Reproduce, word for word, the portion of the commentary on Suicide Squad that runs from "Warner Bros. got" up to and including "an editing room.".

**Text under study**
==*==
Editing By Committee

Even those who defend
Suicide Squad admit the film kinda looks like two different movies stitched together. That’s charitable. It’s more like three or four. It’s as if Guardians of the Galaxy were acting out the script to The Expendables, got shot down while passing over Black Hawk Down and crash-landed into the set for Resident Evil 6.

Warner Bros. got a lot of positive feedback from the film’s stylish trailers (which were terrific and raised a lot of sceptical viewers’ hopes). Unfortunately, director David Ayer’s gritty original cut of the film didn’t much resemble those happy-go-lucky trailers. Fearing the exact same backlash they got from Zack Snyder’s humorless
Batman v Superman, rumor has it WB hired the company that assembled the trailer to make an all-new cut of the final film. The result was two different films with two different tones. Both versions were shown to test audiences and both did well for different reasons. Those “reshoots” that took place a couple months ago were (again, reportedly) used to stitch the two divergent cuts together, resulting in a film whose look, tone, story line, character development and pacing felt like they were haphazardly cobbled together at the last minute in an editing room.
==*==
**Information given**
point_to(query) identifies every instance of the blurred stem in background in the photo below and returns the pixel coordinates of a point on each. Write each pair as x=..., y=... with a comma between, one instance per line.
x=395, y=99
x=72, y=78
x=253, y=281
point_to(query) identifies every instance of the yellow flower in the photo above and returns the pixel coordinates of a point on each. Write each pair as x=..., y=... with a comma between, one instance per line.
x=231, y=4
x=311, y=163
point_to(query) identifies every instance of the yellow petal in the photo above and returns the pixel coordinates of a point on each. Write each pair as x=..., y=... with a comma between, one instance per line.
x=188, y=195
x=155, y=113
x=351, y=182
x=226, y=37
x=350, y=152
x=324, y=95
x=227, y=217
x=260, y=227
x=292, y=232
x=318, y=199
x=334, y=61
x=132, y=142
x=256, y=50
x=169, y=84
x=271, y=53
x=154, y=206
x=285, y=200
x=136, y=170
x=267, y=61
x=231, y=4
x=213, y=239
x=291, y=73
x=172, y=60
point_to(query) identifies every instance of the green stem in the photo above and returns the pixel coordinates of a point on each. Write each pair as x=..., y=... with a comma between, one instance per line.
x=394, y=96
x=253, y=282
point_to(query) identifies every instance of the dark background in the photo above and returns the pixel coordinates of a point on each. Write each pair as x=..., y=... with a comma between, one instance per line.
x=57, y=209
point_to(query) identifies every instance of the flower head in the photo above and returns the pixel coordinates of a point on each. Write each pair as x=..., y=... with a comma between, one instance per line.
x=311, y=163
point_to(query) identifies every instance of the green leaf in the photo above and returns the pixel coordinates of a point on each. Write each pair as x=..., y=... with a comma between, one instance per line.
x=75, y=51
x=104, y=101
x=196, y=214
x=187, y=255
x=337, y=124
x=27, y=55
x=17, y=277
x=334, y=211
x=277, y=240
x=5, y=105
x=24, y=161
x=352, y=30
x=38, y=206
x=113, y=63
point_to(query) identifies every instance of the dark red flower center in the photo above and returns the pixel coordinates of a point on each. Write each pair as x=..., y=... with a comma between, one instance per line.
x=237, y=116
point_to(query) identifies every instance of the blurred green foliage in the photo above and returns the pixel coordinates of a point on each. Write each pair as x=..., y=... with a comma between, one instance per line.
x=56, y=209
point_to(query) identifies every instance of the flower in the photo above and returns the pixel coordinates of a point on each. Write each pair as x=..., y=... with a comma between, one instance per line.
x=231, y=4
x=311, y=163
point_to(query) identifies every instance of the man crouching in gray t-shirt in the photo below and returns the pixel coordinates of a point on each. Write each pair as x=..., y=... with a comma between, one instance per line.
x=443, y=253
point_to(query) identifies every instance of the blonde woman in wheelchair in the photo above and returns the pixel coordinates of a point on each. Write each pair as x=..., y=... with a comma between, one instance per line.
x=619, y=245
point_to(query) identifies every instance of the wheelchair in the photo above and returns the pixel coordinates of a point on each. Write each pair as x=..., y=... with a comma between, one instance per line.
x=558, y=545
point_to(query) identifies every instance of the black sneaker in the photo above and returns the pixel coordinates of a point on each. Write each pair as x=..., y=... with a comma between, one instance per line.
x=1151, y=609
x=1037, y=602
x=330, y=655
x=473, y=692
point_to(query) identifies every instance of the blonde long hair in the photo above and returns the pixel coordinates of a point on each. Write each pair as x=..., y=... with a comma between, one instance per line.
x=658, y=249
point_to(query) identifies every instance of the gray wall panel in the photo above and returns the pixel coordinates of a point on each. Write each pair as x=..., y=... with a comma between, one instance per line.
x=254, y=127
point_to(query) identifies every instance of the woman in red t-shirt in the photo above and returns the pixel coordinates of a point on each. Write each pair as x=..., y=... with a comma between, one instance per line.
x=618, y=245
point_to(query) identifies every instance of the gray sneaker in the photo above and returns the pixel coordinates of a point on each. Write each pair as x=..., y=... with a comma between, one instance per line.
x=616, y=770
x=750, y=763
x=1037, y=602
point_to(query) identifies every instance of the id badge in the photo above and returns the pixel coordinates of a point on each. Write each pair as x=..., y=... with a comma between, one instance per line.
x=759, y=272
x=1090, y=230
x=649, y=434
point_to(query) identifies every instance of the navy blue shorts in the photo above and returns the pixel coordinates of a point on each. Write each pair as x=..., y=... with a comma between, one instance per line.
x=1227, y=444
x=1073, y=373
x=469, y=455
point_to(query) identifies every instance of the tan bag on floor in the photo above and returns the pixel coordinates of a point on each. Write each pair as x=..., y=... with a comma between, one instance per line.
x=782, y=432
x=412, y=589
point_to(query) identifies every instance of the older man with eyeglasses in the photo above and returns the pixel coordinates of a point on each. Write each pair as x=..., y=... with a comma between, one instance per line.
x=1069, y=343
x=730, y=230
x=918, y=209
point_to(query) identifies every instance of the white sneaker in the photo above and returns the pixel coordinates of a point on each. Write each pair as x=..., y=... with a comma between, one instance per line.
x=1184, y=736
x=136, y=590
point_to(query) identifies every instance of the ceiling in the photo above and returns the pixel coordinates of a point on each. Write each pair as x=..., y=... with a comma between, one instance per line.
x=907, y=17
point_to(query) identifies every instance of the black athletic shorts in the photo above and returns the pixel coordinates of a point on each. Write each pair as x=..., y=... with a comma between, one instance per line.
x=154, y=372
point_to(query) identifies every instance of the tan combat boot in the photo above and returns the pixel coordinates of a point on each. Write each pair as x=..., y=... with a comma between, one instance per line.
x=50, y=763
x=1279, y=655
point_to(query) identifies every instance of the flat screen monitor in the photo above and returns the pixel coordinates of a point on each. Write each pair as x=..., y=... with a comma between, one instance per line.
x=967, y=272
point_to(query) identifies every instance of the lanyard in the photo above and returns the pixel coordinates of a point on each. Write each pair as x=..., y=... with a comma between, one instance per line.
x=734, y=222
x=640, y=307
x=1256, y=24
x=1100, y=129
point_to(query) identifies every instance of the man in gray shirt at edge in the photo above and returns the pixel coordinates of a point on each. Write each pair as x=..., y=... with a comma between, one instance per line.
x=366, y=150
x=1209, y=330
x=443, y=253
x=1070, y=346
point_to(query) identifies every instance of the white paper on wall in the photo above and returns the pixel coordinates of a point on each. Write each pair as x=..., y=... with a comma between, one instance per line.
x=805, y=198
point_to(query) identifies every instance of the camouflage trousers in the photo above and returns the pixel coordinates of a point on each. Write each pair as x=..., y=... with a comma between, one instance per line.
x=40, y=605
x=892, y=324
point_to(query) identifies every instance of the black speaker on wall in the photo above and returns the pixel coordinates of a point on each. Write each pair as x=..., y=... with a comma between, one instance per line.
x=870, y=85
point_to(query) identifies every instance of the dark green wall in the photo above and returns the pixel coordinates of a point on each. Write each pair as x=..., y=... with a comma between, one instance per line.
==*==
**Exercise response**
Warner Bros. got a lot of positive feedback from the film’s stylish trailers (which were terrific and raised a lot of sceptical viewers’ hopes). Unfortunately, director David Ayer’s gritty original cut of the film didn’t much resemble those happy-go-lucky trailers. Fearing the exact same backlash they got from Zack Snyder’s humorless
Batman v Superman, rumor has it WB hired the company that assembled the trailer to make an all-new cut of the final film. The result was two different films with two different tones. Both versions were shown to test audiences and both did well for different reasons. Those “reshoots” that took place a couple months ago were (again, reportedly) used to stitch the two divergent cuts together, resulting in a film whose look, tone, story line, character development and pacing felt like they were haphazardly cobbled together at the last minute in an editing room.